• _Task requirements_
Please count how many lines of the items below contain the word "shirt", with case counting, and give only that number.

• _Rows_
(begin)

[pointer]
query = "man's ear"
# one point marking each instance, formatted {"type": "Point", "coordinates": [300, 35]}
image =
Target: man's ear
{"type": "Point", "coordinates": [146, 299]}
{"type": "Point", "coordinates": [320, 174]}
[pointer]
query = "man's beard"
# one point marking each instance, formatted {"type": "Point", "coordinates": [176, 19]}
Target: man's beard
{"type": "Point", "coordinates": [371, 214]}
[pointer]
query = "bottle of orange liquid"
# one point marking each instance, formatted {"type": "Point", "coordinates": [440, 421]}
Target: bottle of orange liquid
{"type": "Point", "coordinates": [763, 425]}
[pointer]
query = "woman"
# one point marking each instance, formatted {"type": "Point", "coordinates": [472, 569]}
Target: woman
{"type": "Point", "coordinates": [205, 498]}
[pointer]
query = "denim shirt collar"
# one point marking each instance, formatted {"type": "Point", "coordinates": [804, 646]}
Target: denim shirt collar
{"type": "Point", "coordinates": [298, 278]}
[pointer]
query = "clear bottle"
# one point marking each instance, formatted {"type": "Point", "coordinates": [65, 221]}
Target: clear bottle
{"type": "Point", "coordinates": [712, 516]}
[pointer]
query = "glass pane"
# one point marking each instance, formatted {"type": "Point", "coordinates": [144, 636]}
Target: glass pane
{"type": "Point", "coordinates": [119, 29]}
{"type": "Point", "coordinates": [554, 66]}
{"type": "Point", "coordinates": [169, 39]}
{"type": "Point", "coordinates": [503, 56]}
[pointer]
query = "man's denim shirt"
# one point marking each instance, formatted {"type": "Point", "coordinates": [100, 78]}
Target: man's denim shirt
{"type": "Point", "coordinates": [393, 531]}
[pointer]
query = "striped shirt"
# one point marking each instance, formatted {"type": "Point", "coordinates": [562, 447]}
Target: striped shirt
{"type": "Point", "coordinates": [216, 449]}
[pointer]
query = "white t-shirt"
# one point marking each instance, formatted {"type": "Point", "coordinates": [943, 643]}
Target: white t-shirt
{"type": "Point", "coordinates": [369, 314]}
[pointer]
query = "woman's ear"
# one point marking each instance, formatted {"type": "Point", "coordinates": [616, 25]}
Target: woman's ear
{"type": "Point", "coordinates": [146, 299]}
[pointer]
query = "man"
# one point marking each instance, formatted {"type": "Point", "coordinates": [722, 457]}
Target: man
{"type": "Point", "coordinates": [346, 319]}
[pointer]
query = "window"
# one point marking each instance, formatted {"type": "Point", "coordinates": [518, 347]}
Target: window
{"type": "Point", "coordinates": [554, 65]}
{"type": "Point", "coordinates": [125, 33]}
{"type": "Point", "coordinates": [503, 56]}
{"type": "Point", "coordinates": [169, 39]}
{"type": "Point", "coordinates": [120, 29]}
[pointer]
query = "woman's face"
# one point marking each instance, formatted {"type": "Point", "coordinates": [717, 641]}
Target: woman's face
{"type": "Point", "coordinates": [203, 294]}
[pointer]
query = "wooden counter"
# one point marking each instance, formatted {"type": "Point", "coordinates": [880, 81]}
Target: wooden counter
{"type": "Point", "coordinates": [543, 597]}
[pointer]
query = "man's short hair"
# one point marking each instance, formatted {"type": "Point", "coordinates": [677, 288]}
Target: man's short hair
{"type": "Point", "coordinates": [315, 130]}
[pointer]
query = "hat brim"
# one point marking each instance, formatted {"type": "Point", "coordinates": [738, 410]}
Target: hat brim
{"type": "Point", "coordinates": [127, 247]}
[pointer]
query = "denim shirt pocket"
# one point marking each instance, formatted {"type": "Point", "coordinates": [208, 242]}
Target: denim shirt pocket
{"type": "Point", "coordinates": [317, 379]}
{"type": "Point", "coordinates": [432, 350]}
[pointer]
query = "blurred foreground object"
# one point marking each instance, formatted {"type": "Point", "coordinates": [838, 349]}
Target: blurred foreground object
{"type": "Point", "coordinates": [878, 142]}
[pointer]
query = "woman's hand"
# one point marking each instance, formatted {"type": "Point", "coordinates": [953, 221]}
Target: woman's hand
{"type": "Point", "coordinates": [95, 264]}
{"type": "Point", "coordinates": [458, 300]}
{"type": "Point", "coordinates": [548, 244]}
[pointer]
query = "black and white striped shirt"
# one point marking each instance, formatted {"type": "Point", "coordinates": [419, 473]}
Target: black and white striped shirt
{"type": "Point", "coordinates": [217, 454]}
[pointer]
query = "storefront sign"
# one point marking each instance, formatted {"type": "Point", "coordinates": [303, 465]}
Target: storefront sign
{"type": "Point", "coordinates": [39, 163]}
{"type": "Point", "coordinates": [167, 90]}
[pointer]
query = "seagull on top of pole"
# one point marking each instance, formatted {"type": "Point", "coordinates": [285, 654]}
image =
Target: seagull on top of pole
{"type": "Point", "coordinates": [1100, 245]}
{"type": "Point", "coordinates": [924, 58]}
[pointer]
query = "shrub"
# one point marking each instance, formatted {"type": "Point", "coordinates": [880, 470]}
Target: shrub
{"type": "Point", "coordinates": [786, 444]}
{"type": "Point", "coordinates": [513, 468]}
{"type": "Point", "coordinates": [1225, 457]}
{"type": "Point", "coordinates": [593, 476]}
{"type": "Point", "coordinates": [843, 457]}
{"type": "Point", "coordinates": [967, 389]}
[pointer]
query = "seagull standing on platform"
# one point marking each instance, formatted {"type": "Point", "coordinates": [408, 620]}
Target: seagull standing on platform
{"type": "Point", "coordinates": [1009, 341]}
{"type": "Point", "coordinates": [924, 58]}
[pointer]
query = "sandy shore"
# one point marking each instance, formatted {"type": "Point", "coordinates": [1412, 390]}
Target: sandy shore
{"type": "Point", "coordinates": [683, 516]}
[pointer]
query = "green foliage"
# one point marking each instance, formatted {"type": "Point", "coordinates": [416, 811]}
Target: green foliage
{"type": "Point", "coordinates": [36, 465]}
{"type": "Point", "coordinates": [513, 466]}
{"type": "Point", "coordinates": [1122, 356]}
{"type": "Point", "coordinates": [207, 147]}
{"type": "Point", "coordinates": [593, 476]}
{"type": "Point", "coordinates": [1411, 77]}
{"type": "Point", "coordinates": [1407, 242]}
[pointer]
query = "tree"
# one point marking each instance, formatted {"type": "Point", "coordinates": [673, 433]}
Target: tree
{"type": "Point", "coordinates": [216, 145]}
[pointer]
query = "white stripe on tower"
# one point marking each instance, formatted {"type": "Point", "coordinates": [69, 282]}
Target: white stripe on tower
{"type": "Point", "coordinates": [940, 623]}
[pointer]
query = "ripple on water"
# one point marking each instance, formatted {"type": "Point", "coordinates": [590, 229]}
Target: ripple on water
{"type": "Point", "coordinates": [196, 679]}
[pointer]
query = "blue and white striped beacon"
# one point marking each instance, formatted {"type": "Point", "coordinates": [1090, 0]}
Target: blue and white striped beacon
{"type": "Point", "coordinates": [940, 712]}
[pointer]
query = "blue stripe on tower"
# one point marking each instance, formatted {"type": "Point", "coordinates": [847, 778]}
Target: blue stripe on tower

(end)

• _Expected output_
12